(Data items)
■ ■ ■

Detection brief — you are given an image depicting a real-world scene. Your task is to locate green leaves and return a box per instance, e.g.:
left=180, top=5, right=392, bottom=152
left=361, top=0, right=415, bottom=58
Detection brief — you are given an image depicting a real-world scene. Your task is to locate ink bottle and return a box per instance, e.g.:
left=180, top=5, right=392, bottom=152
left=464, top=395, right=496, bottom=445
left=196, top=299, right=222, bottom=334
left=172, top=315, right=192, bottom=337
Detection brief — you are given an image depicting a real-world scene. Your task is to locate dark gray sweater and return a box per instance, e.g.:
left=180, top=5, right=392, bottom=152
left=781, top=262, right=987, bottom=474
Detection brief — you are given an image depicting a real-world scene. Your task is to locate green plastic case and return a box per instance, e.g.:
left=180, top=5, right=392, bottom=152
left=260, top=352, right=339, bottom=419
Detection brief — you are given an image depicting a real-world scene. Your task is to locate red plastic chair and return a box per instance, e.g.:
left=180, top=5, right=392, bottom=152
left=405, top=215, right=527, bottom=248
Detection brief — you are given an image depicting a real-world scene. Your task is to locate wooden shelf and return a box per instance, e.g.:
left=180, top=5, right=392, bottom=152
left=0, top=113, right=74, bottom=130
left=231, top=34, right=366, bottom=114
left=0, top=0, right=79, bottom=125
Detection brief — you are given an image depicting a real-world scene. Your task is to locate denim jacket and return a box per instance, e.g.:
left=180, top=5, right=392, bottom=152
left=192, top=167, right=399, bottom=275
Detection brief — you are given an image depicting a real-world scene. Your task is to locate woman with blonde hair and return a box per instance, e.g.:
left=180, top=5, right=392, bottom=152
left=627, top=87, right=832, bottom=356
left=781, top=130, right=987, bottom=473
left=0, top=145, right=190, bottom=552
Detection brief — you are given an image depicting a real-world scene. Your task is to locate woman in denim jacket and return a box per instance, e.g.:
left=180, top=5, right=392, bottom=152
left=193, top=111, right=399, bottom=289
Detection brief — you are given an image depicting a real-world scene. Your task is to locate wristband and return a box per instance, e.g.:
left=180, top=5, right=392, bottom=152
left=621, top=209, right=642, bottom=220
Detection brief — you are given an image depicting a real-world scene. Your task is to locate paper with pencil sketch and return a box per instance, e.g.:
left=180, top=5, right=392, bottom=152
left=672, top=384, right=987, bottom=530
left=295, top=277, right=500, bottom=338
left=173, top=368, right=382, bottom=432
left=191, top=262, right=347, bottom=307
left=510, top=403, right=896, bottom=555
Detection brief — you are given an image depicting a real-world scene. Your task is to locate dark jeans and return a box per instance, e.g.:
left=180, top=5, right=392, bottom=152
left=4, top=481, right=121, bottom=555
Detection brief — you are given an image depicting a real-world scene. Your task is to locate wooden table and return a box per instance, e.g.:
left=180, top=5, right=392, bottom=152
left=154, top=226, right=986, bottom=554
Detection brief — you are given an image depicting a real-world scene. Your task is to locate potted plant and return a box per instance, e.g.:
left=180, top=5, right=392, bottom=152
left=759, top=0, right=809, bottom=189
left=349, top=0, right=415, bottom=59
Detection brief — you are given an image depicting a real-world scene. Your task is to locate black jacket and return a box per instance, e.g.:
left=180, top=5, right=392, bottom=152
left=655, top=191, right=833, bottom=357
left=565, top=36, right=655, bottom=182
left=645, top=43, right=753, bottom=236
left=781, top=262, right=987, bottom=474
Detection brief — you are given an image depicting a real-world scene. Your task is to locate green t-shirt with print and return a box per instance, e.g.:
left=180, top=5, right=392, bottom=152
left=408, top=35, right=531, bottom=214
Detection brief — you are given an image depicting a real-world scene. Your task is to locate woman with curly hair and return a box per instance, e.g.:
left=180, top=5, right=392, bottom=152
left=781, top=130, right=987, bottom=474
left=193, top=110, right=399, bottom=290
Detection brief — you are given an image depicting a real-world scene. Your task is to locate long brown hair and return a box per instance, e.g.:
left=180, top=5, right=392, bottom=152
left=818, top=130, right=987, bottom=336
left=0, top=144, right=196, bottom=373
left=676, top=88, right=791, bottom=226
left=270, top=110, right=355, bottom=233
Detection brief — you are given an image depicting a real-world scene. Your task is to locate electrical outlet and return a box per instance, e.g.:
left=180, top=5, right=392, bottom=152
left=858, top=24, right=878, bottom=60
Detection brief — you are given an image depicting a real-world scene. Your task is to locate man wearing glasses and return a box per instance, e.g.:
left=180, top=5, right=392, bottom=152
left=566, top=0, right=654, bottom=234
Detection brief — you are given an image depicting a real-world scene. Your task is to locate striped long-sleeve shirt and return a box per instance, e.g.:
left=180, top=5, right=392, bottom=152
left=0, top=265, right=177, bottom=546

■ ■ ■

WHAT THIS TASK INVOLVES
Quote the data above in full, changing nothing.

ANSWER BOX
Detection brief — you are given an image depicting a real-world scene. Your task is to locate green leaves and return a box per instance, e.g.:
left=180, top=5, right=392, bottom=152
left=361, top=0, right=415, bottom=58
Detection brief — you are given an image depicting a real-world scene. Your task is to locate ink bottle and return a box per instance, e.g.:
left=180, top=5, right=392, bottom=152
left=464, top=395, right=496, bottom=445
left=196, top=299, right=222, bottom=334
left=172, top=315, right=192, bottom=337
Detection brief — you are given an image depicting a real-world scene. Your task is to locate dark gray sweater and return a box per instance, e.g.:
left=180, top=5, right=392, bottom=152
left=781, top=262, right=987, bottom=474
Detection brief — you are given an image depicting a real-world scene. Your task is to locate green plastic case and return a box per instance, e.g.:
left=180, top=5, right=392, bottom=152
left=260, top=352, right=339, bottom=419
Detection brief — you are given an image depicting a real-world scene. Your task is to locate red plastic chair and return a box per instance, e.g.:
left=180, top=5, right=392, bottom=152
left=405, top=215, right=527, bottom=248
Detection brief — you are given an image depicting a real-world scene. Your task is to locate wooden shelf and return a box per instance, e.g.:
left=180, top=5, right=392, bottom=152
left=0, top=113, right=74, bottom=130
left=231, top=34, right=366, bottom=114
left=0, top=0, right=79, bottom=125
Detection brief — you are given an image depicting a real-world scene. Your task is to locate denim jacket and return a box per instance, e.g.:
left=180, top=5, right=392, bottom=152
left=192, top=167, right=399, bottom=275
Detection brief — you are given an image depicting a real-world scene. Your task is to locate woman with blonde hair and return a box per instance, e.g.:
left=180, top=5, right=392, bottom=152
left=627, top=87, right=832, bottom=356
left=781, top=130, right=987, bottom=473
left=0, top=145, right=190, bottom=552
Detection brief — you are given an image depicting a real-world scene. Your task is to locate woman in denim jacket and return a box per instance, e.g.:
left=180, top=5, right=392, bottom=152
left=193, top=111, right=399, bottom=289
Detection brief — you are given an image depicting a real-world scene. Your task is to locate wristband and return a box per instance, e.g.:
left=180, top=5, right=392, bottom=152
left=621, top=209, right=642, bottom=220
Detection brief — you are given an image depicting a real-world scene. Your task is to locate paper with pencil sketch and return a box per instance, e.g.:
left=180, top=5, right=392, bottom=152
left=672, top=384, right=987, bottom=530
left=295, top=277, right=500, bottom=338
left=173, top=368, right=382, bottom=432
left=191, top=262, right=347, bottom=307
left=510, top=403, right=896, bottom=555
Detection brief — you are given an image depicting a real-world scene. Your task is to locate dark jeans and return a box per instance, e.g.:
left=180, top=5, right=392, bottom=152
left=4, top=481, right=121, bottom=555
Detection brief — you are given an image depicting a real-world scene. Your task is to locate wooden table and return a box per instance, e.g.:
left=180, top=5, right=392, bottom=152
left=154, top=226, right=986, bottom=554
Detection brief — you are given an image depicting a real-world scene. Your task is to locate potted plant and return a box per instance, e.g.:
left=180, top=5, right=392, bottom=152
left=759, top=0, right=809, bottom=189
left=349, top=0, right=415, bottom=59
Detection brief — you are given an image depicting a real-world scene. Your task is to locate black jacket and return a box per instance, e.g.:
left=180, top=5, right=392, bottom=152
left=655, top=191, right=833, bottom=357
left=565, top=36, right=655, bottom=182
left=645, top=43, right=753, bottom=236
left=781, top=262, right=987, bottom=474
Detection brief — you are given an image depicting a real-world scene. Your task is to locate green t-shirt with print and return a box per instance, e.g.:
left=180, top=5, right=392, bottom=152
left=408, top=35, right=531, bottom=214
Detection brief — you are given an image depicting a real-world scene. Your task is to locate woman with curly hair and return a box per instance, e.g.:
left=180, top=5, right=392, bottom=152
left=781, top=130, right=987, bottom=474
left=193, top=110, right=399, bottom=290
Detection brief — you are given an image depicting a real-world scene. Your task is to locate long brown hair and return a box per instance, e.g.:
left=180, top=5, right=392, bottom=152
left=818, top=130, right=987, bottom=336
left=0, top=144, right=196, bottom=373
left=676, top=88, right=791, bottom=226
left=270, top=110, right=355, bottom=233
Detection brief — you are given an image depicting a real-world scene. Your task is to locate electrical outlet and return a box per instance, e.g.:
left=180, top=5, right=392, bottom=152
left=858, top=24, right=878, bottom=60
Detection brief — you are given an image depicting a real-world scene. Your task is to locate man wearing glasses and return a box per instance, e.g.:
left=180, top=5, right=392, bottom=152
left=566, top=0, right=654, bottom=234
Detection brief — you are given an image depicting a real-world scene. Your task is to locate striped long-sleeve shirt and return a box per instance, e.g.:
left=180, top=5, right=392, bottom=152
left=0, top=265, right=177, bottom=546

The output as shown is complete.